Sadio Camara décrit cette situation en ces termes : « Dans cette période des centaines de militants et sympathisants ainsi que de simples compatriotes sans aucune liaison avec la politique, furent arrêtés, torturés à l’électricité et condamnés à de lourdes peines d’emprisonnement. »

Dans ce qu’il a appelé «  la saga du PAI » Abdoulaye Ly a fait ce témoignage : « Les arrestations, les détentions et condamnations allaient se succéder, dénoncés par de multiples tracts (Ronéo), et Monsarev. La vague déferlante culmine aux arrestations du 31 Juillet 1960 dont celle de Majhmout Diop, lors des incidents de Saint Louis, où l’on compte de nombreux blessés (dont un gendarme qui décéda »

Feu Maître Babacar Niang a conclu une étude faite sur la question en révélant que : « Du mois de mars 1962 au mois d’Octobre 1975, la juridiction d’exception sous Senghor a prononcé plus de trois cents (300) années d’emprisonnement, plus de deux cents (200) années de travaux forcés à temps, plusieurs condamnations à perpétuité dont deux condamnations mort exécutées »

Parmi ces condamnations on peut rappeler celles des Mamadou Dia, condamné à la déportation perpétuelle, de Joseph Mbaye, Valdiodio Ndiaye et Ibrahima Sarr à 20 ans de réclusion criminelle ; de Charles Gueye et Bara Goudiaby à 10 ans de prison ferme. Mamadou Dia et ses compagnons sont restés 12 ans dans l’enceinte fortifiée de Kédougou. Charles Gueye a totalement purgé ses 10 ans.

● **EXERCICES À FAIRE**:
1. Quelles personnes l'extrait sur la répression politique sous Senghor cite-t-il nommément parmi les condamnations rappelées ?
2. Prolongez l'extrait sur la répression politique sous Senghor en reprenant juste après sa dernière phrase.

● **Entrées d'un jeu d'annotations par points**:
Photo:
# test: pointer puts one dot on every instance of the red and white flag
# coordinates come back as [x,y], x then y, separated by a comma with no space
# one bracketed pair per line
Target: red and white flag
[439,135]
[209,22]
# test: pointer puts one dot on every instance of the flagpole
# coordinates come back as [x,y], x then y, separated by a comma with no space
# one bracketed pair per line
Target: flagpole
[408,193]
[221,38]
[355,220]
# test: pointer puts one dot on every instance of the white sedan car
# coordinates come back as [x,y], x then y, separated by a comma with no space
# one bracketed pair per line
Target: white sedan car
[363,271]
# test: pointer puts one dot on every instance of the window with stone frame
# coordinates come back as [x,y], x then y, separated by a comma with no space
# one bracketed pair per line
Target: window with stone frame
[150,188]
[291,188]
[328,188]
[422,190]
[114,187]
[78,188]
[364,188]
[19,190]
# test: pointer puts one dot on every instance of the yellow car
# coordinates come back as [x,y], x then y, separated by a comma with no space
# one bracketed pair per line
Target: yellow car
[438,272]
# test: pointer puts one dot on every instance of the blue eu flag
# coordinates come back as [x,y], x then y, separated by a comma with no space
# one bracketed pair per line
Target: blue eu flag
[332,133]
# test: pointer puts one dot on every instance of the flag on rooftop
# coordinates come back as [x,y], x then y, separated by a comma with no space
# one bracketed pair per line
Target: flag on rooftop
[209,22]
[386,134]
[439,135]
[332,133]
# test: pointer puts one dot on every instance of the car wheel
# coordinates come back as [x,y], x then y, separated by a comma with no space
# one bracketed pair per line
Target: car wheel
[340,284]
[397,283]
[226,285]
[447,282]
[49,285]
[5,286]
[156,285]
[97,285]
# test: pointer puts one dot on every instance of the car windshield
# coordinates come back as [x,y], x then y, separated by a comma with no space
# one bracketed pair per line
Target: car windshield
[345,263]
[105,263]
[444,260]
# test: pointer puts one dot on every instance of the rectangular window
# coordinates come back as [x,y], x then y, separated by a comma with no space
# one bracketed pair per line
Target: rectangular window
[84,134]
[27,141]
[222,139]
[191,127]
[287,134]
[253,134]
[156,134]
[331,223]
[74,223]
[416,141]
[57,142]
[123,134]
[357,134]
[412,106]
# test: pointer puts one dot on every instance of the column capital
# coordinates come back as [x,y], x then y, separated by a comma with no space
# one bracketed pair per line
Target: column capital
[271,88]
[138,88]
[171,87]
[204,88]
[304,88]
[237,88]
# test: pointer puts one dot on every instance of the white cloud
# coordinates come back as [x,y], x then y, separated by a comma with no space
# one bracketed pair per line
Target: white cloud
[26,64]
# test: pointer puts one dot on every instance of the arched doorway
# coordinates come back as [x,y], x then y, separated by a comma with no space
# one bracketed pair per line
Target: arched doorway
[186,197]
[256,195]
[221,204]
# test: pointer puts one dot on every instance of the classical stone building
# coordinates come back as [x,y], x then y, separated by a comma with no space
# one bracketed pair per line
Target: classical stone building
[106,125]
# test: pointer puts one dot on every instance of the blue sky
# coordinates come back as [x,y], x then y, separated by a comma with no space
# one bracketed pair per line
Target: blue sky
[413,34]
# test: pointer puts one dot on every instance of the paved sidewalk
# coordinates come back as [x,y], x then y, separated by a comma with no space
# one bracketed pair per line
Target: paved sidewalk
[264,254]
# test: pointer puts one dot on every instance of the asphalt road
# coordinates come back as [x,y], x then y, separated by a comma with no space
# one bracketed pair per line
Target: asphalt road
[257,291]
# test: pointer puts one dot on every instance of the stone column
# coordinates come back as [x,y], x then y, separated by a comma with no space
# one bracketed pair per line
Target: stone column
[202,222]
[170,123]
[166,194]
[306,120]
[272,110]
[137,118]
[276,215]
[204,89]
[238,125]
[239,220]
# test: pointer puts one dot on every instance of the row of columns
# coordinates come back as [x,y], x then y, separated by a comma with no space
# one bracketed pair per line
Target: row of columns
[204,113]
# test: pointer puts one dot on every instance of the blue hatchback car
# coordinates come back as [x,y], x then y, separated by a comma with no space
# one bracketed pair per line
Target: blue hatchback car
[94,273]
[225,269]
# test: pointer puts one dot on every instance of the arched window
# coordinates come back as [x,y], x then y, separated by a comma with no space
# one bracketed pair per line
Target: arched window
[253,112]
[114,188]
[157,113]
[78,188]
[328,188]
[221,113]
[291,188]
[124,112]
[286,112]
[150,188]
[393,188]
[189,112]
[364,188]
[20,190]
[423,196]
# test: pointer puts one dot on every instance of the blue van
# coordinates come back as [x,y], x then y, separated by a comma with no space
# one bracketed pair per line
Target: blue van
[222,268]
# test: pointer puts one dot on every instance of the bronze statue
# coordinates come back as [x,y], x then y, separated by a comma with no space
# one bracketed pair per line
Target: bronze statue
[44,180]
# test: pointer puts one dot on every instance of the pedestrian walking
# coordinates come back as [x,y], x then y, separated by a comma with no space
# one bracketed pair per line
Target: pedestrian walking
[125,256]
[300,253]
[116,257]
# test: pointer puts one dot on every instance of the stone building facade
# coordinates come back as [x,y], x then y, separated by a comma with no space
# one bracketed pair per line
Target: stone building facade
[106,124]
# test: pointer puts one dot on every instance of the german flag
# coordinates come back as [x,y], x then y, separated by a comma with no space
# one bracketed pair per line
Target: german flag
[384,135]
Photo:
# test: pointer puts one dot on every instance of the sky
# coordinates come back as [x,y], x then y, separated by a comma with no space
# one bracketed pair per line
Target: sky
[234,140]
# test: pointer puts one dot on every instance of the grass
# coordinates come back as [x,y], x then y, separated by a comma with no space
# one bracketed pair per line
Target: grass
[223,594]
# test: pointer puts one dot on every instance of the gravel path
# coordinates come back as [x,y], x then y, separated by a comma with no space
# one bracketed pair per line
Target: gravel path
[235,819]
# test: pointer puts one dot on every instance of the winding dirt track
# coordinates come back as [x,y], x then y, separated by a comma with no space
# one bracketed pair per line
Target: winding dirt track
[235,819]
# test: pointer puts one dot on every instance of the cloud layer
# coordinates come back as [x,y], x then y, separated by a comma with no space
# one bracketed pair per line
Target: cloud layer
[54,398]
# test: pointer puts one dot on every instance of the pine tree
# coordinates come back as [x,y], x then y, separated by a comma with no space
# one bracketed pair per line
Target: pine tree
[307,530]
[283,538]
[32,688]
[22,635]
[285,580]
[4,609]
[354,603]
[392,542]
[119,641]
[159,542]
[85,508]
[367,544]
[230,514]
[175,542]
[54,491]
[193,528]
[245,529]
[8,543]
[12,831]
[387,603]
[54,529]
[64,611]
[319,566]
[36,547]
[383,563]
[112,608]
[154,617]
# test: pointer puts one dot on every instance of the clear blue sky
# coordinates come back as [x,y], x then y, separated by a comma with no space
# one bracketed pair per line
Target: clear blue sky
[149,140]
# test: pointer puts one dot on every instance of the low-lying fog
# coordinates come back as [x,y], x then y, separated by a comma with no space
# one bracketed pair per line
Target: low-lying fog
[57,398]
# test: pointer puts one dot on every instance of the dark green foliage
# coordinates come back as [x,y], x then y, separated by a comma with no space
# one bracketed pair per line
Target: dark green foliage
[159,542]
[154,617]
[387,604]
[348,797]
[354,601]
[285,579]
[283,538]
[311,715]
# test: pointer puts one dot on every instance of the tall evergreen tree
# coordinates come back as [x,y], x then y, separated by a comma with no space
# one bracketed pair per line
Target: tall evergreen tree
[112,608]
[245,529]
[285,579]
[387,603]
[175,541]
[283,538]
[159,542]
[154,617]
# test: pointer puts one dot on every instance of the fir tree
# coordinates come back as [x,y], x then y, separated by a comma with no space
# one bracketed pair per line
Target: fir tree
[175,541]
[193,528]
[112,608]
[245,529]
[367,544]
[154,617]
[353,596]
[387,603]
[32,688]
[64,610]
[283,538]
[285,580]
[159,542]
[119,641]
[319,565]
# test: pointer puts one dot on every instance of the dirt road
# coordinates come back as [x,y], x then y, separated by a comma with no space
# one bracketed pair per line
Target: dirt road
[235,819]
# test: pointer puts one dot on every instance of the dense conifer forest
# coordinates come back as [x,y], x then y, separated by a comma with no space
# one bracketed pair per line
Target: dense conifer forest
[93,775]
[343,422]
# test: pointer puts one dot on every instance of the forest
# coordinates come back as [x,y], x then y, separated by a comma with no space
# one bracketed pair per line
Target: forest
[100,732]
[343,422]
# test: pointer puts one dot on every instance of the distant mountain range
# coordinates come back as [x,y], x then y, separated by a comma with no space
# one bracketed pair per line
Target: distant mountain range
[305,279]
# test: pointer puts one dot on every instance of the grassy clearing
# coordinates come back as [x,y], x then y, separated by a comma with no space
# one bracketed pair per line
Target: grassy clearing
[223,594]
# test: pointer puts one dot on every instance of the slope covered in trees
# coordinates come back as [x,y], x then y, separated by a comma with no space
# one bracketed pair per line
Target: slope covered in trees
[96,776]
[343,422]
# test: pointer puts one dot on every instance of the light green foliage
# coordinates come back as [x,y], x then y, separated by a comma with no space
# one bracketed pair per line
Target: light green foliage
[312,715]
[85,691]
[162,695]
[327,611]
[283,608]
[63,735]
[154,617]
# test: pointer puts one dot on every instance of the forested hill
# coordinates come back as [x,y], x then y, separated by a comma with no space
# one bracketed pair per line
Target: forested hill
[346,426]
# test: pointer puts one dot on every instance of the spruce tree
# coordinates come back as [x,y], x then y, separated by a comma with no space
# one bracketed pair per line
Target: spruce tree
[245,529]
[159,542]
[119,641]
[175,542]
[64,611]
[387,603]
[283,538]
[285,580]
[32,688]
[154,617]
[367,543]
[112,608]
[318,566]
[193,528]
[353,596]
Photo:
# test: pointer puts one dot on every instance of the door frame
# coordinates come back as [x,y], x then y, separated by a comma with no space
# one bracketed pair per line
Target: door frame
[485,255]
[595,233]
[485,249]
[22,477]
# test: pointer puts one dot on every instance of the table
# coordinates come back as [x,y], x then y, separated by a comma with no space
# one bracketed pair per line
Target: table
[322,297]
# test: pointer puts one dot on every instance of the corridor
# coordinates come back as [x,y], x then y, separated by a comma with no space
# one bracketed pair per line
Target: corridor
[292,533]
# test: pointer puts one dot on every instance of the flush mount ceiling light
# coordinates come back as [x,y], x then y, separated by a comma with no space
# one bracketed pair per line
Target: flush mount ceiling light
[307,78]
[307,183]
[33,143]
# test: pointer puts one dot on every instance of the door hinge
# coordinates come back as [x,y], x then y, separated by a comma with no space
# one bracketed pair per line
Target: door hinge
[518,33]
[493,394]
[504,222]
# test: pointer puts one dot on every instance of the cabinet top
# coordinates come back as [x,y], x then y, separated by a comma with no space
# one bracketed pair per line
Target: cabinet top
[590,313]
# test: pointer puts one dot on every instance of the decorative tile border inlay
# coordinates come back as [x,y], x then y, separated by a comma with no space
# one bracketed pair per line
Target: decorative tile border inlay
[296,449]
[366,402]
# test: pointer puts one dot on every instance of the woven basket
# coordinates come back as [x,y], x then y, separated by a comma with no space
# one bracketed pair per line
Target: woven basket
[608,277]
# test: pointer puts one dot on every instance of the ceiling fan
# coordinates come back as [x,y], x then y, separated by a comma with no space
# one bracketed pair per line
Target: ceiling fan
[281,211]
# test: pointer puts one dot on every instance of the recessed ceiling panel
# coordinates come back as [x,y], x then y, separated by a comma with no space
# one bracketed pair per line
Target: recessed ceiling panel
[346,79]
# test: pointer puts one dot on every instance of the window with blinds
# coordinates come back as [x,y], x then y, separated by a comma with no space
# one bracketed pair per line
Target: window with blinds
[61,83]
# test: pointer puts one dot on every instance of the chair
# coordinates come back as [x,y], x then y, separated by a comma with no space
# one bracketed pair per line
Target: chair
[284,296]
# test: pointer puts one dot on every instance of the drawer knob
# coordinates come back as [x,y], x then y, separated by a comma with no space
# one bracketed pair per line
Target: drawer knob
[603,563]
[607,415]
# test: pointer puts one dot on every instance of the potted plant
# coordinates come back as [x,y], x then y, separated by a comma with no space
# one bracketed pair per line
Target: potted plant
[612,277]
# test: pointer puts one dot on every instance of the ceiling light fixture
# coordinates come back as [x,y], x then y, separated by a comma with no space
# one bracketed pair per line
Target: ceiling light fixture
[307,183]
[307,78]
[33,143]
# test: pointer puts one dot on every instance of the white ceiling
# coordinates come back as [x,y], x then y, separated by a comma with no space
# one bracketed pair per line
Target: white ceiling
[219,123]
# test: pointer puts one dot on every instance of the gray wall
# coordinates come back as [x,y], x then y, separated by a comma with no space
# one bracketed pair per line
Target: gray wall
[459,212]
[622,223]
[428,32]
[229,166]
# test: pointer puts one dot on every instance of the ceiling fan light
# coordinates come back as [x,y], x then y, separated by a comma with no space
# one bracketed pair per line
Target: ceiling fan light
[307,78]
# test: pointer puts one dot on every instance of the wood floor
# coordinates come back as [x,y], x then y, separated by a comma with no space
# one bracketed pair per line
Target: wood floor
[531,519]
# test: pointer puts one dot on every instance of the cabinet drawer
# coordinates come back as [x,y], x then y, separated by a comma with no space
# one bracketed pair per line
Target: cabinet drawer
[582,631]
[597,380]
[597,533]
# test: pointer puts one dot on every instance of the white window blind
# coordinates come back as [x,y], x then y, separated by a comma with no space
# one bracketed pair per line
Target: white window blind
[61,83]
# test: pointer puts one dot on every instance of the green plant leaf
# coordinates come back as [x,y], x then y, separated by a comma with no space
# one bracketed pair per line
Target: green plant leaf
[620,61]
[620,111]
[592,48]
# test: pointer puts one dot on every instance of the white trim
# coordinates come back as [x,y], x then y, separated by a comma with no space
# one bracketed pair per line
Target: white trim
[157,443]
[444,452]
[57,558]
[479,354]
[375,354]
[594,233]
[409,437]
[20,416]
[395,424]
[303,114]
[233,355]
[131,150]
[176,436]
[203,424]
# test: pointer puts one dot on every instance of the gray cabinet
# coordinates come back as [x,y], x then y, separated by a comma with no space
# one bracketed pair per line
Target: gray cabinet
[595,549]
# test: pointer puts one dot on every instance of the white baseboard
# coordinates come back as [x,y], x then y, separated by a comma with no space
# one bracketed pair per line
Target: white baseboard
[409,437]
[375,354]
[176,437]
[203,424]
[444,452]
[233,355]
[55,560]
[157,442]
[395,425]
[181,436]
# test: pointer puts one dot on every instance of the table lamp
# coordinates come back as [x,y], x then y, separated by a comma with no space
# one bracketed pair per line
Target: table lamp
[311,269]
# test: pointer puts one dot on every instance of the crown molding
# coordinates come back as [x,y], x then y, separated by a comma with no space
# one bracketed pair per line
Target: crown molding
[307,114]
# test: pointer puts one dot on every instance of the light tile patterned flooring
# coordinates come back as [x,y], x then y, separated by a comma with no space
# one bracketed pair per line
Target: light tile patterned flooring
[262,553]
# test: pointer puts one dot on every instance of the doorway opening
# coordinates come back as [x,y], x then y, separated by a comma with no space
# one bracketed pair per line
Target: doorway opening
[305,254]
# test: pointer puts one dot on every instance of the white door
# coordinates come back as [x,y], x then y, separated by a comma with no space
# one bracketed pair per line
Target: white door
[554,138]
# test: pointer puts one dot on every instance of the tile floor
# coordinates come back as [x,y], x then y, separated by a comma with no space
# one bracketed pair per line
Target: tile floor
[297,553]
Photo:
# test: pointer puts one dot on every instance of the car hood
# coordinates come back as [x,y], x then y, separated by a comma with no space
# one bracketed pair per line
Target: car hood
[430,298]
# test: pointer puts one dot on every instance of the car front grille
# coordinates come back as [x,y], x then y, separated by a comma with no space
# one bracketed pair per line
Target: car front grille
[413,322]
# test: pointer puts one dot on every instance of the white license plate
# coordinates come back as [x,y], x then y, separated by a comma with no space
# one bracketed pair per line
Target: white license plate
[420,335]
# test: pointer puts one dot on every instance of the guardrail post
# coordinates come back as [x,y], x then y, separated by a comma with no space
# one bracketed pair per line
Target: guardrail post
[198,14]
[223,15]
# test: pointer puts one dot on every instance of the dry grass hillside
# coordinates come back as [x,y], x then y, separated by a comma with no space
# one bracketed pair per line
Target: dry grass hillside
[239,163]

● **RÉSULTATS DE L'EXERCICE**:
1. Mamadou Dia, Joseph Mbaye, Valdiodio Ndiaye, Ibrahima Sarr, Charles Gueye et Bara Goudiaby.

2.
Quant aux tortures infligées aux militants de la lutte pour l’indépendance nationale la communication faite au colloque international sur la « Réalité du Manifeste du PAI au XXIe siècle«  par Bécaye  Danfakha, à l’époque militant du PAI du département de Kédougou sous le titre « le vécu de la torture subie par les militants du PAI et d’autres Sénégalais. » avait bouleversé l’assistance en révélant jusqu’où étaient prêts à aller les commis de l’impérialisme français dans leur œuvre de construction de l’Etat néocolonial. Les extraits ci-après tirés de sa communication sont en effet boulversants.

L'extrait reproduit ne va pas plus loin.